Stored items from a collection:
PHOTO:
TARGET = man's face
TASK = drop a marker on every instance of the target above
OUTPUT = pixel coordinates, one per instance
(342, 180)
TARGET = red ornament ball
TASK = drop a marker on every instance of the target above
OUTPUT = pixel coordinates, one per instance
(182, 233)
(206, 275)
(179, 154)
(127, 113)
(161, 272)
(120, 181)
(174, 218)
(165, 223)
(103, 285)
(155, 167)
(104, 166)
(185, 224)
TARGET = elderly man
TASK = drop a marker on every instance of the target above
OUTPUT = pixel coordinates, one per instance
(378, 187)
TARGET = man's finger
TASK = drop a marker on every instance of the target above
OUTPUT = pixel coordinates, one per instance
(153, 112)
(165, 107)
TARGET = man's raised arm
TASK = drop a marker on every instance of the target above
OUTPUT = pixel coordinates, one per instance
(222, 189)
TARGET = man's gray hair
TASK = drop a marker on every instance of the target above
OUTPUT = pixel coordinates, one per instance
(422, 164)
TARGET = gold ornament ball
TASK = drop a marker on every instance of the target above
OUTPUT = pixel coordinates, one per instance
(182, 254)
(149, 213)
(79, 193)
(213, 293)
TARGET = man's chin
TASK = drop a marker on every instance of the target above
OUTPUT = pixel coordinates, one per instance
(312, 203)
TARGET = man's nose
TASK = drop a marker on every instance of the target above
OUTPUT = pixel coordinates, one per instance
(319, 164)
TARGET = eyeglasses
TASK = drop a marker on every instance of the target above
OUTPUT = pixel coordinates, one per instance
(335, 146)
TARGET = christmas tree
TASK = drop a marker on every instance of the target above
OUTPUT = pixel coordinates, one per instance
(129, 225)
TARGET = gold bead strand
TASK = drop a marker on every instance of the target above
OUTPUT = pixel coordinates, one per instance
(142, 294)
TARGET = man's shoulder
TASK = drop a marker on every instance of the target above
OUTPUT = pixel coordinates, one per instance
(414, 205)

--

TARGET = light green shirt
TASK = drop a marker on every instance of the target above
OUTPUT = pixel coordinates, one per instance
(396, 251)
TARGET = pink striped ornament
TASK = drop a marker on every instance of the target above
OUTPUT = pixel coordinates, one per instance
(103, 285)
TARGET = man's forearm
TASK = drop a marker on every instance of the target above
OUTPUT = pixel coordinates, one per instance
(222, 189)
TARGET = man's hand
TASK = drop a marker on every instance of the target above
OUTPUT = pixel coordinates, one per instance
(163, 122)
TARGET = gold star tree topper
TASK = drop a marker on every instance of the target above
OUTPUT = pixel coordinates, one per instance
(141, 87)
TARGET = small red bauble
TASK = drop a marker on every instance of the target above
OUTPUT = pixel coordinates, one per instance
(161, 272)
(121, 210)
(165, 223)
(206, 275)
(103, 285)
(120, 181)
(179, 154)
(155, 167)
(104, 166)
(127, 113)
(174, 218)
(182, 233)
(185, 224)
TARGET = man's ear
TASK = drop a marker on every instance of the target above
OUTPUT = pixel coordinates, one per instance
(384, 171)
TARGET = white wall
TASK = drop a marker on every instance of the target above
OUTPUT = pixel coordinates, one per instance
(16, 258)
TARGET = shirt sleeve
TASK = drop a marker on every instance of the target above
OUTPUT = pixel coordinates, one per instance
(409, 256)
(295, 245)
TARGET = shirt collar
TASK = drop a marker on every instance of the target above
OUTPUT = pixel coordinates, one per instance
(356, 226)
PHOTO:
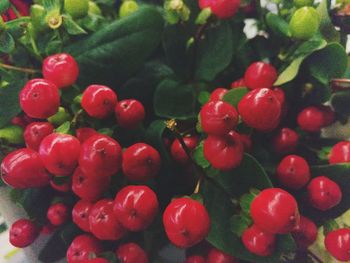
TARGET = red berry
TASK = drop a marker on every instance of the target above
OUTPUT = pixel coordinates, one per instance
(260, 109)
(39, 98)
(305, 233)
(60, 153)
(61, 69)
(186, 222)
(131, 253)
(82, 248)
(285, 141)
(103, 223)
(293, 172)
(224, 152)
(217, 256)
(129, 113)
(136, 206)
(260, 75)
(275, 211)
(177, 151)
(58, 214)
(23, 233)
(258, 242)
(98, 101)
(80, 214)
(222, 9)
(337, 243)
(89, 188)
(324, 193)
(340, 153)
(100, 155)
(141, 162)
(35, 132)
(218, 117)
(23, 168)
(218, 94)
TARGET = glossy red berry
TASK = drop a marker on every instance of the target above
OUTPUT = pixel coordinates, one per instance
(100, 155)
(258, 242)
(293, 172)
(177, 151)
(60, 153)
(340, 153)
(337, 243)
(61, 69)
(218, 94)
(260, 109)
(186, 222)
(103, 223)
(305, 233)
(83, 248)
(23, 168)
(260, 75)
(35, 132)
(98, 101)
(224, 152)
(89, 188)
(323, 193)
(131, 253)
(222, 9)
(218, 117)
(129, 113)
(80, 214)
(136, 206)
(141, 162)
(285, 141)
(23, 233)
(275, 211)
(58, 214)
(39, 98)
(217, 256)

---

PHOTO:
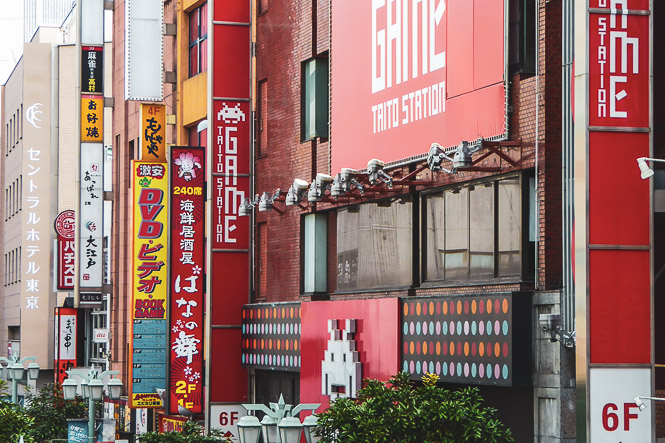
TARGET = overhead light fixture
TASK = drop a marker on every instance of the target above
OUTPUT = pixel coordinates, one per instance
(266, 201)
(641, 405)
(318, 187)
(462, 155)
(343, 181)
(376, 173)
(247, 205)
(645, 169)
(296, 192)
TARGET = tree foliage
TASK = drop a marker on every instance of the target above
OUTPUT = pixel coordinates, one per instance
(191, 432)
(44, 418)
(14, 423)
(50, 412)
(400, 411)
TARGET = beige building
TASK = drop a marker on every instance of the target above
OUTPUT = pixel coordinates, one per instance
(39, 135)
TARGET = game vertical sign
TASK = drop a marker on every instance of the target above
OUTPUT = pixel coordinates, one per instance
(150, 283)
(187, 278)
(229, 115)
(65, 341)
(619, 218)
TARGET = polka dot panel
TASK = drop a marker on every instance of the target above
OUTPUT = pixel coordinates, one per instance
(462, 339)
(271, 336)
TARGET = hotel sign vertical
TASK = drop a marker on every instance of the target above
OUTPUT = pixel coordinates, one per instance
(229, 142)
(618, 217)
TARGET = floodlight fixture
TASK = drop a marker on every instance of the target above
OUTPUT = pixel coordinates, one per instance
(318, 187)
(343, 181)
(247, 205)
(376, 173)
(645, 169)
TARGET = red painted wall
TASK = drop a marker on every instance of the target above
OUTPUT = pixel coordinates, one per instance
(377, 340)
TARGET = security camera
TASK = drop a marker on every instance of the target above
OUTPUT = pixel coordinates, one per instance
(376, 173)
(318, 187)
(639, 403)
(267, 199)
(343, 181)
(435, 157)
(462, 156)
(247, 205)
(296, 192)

- **EXERCISE INSTRUCTIONS**
Gather every line from the rows above that holds the word "berry". Case counts.

- **RESULT FOR THIS EXERCISE**
TARGET = red berry
TARGET = glossy red berry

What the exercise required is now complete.